**Job A**
Repeat word for word the part of the semismoothness lecture that opens with "We use the ∂BΦ(x)" and closes with "zero and x.".
**Job B**
According to the semismoothness lecture, who originally proposed semismoothness?

**Passage given**
----

当前课程知识点:现代优化方法(英文) > Chapter 6. Semismooth Newton's Method > 6.1 Semismoothness > 6.1 Semismoothness
Hi, welcome to modern optimization methods.
Today we will introduce chapter six,
semismooth Newton's method.
This is the outline of this chapter.
We will start with the definition of semismoothness.
Then we introduce the semismooth Newton's method.
After that,
we will discuss the support vector machine problem.
And we will apply the semismooth Newton's method
to that SVM problem.
Finally,
we will present some numerical results by
exploring the sparsity of the problem.
Now we start with the first part,
the semismoothness.
Semismoothness is originally proposed by Mifflin.
And before that,
we need some preparations about definitions.
For example,
we assume that this Φ from m-dimensional space
to l-dimensional space to be a locally Lipschitz continuous function.
And according to Rademacher's theorem,
Φ is differentiable almost everywhere.
Based on this assumption of Φ,
let's define the set where Φ is differentiable as DΦ,
so DΦ represents those points,
at which Φ is differentiable.
We collect all the differentiable points
and put them in DΦ.
Let Φ'(x) denote the Jacobian of Φ
at any differentiable point x in DΦ.
These are some preliminary notations that
we will use later.
Based on the notations here,
we make further definitions.
We introduce the Bouligand subdifferential at x,
it's defined by the accumulation point of Φ' at xk,
where this xk is actually convergent to x
and xk is a differentiable point of Φ.
Then the Φ' of xk will converge to an accumulation point,
such point we denote it as V.
All the collections of these points V,
we define as the Bouligand subdifferential of Φ.
We use the ∂BΦ(x) to denote this Bouligand subdifferential.
So let's take a look at a simple example.
The small Φ is actually the maximum of zero and x.
Then from this definition,
we can see that
the point that
Φ is differentiable is actually infinity to zero
and zero to positive infinity.
In other words,
except zero,
all the other points in R is
continuously differentiable.
And at zero,
this is the main focus we will think about.
And for other points that x is not zero,
we can easily calculate the D',
the Jacobian.
For x greater than zero,
it is one.
And if x is smaller than zero,
it is zero.
Therefore,
at zero this point,
we can calculate the Bouligand subdifferential
according to the definition here.

----

**Supplied information**
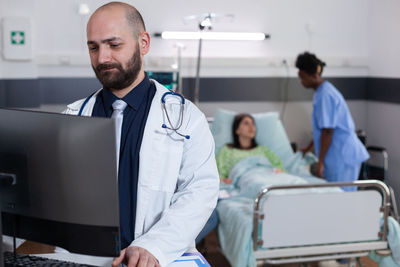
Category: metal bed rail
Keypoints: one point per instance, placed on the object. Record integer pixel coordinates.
(380, 186)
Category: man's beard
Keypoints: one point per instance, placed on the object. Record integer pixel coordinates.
(124, 77)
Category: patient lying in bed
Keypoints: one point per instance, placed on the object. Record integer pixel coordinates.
(243, 146)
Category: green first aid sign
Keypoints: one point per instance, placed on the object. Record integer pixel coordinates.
(17, 37)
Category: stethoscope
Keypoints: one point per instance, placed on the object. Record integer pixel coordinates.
(166, 114)
(163, 107)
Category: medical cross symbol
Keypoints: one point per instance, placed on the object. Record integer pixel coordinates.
(17, 37)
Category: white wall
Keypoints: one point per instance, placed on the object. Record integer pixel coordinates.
(384, 39)
(384, 130)
(60, 50)
(384, 60)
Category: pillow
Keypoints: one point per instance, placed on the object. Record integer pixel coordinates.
(270, 132)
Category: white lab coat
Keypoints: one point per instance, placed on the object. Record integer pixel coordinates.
(178, 178)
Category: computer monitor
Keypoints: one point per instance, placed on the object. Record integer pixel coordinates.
(66, 191)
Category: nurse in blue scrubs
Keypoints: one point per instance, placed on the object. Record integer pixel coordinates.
(340, 152)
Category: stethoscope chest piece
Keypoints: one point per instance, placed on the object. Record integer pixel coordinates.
(171, 127)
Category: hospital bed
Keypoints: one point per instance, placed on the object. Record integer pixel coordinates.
(328, 226)
(309, 226)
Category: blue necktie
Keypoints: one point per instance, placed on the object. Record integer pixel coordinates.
(118, 116)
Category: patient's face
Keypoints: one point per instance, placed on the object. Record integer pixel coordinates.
(246, 128)
(306, 79)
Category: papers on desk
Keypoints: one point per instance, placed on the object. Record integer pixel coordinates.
(193, 259)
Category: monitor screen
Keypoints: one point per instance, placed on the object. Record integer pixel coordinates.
(65, 192)
(168, 79)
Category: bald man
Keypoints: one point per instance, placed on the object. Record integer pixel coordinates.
(168, 184)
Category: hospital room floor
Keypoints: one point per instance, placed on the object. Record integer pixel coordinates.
(212, 252)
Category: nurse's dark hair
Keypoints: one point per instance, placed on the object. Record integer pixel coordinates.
(133, 16)
(235, 125)
(309, 63)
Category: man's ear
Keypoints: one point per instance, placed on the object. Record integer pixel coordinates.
(144, 43)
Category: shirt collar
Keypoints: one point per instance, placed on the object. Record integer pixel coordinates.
(134, 98)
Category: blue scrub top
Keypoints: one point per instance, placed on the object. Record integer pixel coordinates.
(331, 111)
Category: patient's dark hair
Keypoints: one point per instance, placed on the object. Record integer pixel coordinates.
(309, 63)
(236, 122)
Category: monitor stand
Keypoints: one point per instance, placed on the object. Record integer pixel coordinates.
(6, 180)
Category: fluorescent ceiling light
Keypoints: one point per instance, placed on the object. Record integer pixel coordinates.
(235, 36)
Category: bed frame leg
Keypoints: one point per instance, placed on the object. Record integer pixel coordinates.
(359, 262)
(353, 262)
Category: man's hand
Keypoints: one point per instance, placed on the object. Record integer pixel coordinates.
(136, 257)
(320, 169)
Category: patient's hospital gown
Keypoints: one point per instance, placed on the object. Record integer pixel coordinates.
(229, 156)
(346, 152)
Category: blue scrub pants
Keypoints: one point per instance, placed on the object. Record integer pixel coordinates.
(342, 172)
(210, 225)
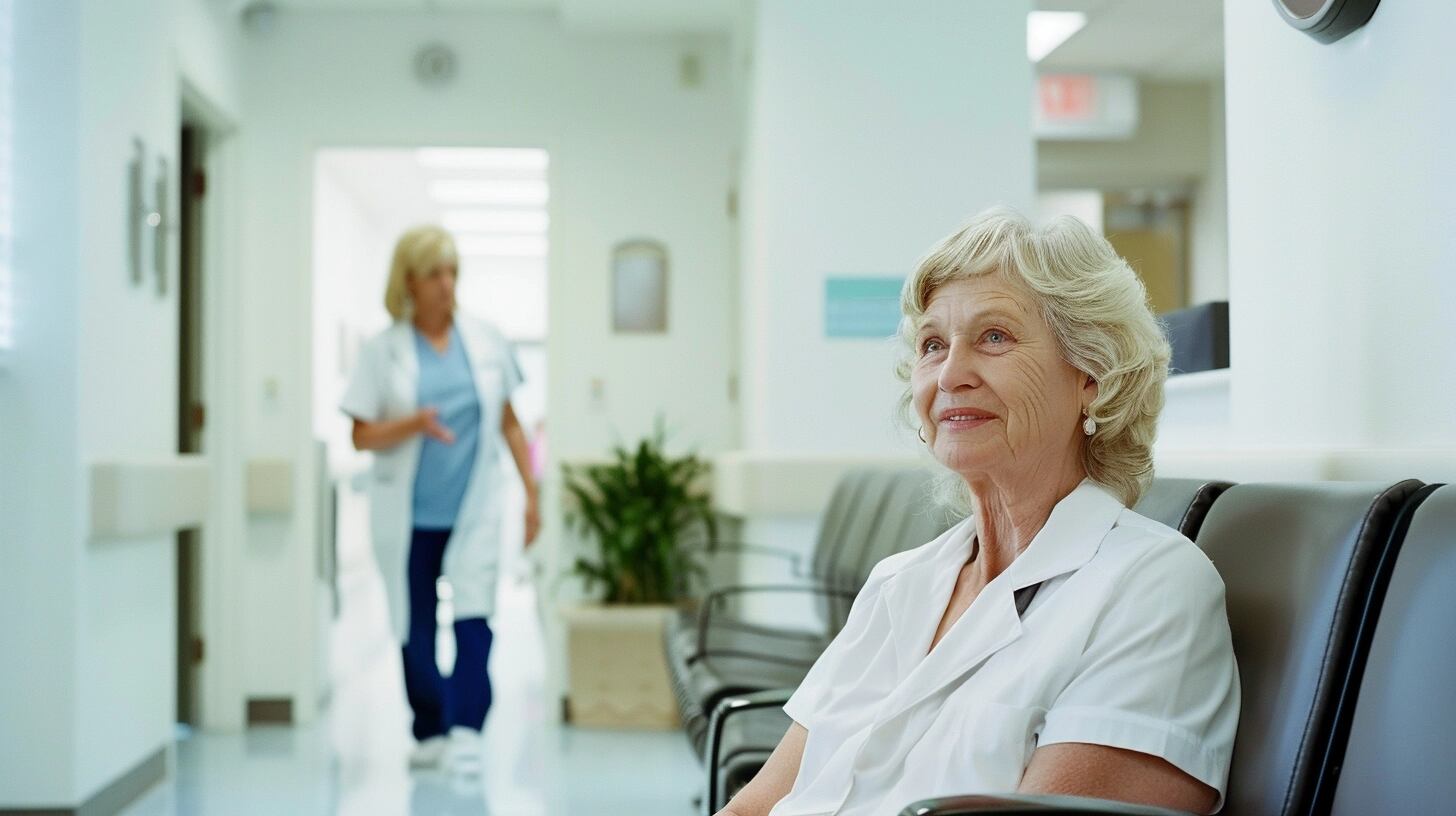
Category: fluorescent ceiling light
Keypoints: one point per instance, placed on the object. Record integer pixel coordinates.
(481, 158)
(501, 245)
(1046, 31)
(471, 191)
(495, 220)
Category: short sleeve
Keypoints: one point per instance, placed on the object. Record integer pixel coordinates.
(363, 398)
(1158, 673)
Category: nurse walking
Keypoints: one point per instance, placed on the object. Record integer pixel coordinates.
(431, 399)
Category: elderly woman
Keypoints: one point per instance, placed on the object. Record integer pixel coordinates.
(431, 398)
(1054, 641)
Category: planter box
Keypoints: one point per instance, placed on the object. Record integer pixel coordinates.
(616, 672)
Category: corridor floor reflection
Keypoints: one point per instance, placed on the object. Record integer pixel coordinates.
(354, 759)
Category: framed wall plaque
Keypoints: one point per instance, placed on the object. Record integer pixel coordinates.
(639, 287)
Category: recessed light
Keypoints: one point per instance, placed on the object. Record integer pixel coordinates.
(1046, 31)
(501, 245)
(482, 158)
(495, 220)
(472, 191)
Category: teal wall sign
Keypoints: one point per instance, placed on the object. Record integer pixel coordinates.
(862, 306)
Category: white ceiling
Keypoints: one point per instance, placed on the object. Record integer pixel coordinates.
(639, 16)
(1162, 40)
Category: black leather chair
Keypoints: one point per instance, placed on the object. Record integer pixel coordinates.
(1305, 569)
(746, 729)
(1401, 752)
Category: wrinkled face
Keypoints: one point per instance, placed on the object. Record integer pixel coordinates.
(993, 394)
(434, 292)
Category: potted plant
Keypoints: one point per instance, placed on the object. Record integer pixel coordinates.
(647, 518)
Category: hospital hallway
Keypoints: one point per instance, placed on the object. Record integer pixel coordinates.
(766, 402)
(354, 758)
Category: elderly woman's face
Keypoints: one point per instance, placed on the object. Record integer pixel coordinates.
(433, 292)
(993, 394)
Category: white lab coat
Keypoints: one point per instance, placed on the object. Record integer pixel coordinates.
(386, 386)
(1126, 644)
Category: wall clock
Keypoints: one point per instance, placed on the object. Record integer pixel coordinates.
(1327, 21)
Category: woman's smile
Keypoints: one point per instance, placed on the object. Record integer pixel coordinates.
(963, 418)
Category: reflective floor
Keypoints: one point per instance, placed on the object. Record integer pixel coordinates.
(354, 761)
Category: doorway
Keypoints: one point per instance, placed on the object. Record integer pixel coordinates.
(191, 404)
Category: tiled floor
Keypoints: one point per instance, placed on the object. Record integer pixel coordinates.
(354, 761)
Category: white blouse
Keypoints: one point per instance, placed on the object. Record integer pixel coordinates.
(1126, 644)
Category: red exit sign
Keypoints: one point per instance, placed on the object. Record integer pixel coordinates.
(1066, 98)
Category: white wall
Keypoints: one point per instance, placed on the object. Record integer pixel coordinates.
(1341, 201)
(632, 153)
(1178, 144)
(40, 525)
(872, 133)
(93, 379)
(1210, 212)
(350, 268)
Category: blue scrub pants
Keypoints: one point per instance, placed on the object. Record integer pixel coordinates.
(465, 697)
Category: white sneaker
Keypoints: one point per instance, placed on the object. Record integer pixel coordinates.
(465, 751)
(428, 754)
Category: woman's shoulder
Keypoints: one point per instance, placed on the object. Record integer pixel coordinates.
(900, 561)
(1152, 558)
(380, 341)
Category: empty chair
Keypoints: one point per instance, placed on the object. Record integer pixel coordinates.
(724, 662)
(1401, 752)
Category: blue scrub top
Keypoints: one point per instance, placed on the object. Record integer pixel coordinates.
(444, 469)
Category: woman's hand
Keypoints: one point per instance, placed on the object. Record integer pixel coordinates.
(430, 426)
(388, 433)
(533, 519)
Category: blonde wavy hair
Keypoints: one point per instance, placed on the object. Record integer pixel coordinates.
(1095, 306)
(417, 252)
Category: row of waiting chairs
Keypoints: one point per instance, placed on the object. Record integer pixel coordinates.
(1341, 601)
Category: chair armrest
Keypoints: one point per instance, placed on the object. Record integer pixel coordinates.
(727, 707)
(718, 595)
(1022, 805)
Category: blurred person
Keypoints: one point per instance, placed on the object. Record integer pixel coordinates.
(430, 397)
(1054, 641)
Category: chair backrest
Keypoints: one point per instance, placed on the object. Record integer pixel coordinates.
(1299, 564)
(846, 534)
(1180, 503)
(835, 520)
(907, 519)
(1401, 751)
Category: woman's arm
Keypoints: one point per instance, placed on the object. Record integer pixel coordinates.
(773, 780)
(388, 433)
(1098, 771)
(520, 450)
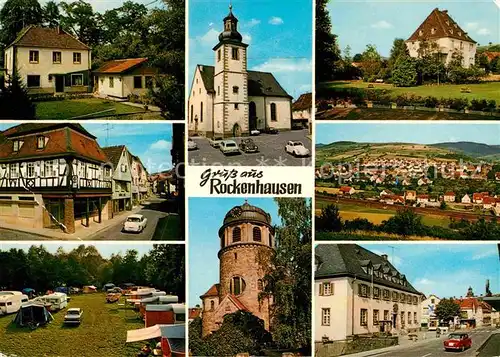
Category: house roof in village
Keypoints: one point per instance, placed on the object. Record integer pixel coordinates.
(114, 153)
(443, 25)
(213, 291)
(259, 83)
(35, 36)
(337, 260)
(303, 103)
(120, 65)
(64, 139)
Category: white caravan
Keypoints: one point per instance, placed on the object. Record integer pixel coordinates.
(11, 301)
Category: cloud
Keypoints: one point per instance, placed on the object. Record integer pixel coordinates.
(382, 24)
(252, 23)
(483, 31)
(276, 20)
(285, 65)
(161, 145)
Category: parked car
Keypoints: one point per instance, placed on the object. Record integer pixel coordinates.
(248, 145)
(458, 341)
(192, 145)
(215, 141)
(271, 131)
(296, 148)
(73, 316)
(135, 223)
(229, 147)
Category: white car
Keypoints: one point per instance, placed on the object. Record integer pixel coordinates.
(135, 223)
(296, 148)
(229, 147)
(192, 145)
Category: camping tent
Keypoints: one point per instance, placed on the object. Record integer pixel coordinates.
(33, 313)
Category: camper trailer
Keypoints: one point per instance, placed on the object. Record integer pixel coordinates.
(57, 301)
(11, 301)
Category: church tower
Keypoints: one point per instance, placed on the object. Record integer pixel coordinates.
(247, 245)
(230, 81)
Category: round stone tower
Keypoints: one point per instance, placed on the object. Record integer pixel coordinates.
(247, 244)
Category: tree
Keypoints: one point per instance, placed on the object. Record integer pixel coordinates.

----

**Reply A**
We use the ∂BΦ(x) to denote this Bouligand subdifferential.
So let's take a look at a simple example.
The small Φ is actually the maximum of zero and x.

**Reply B**
Mifflin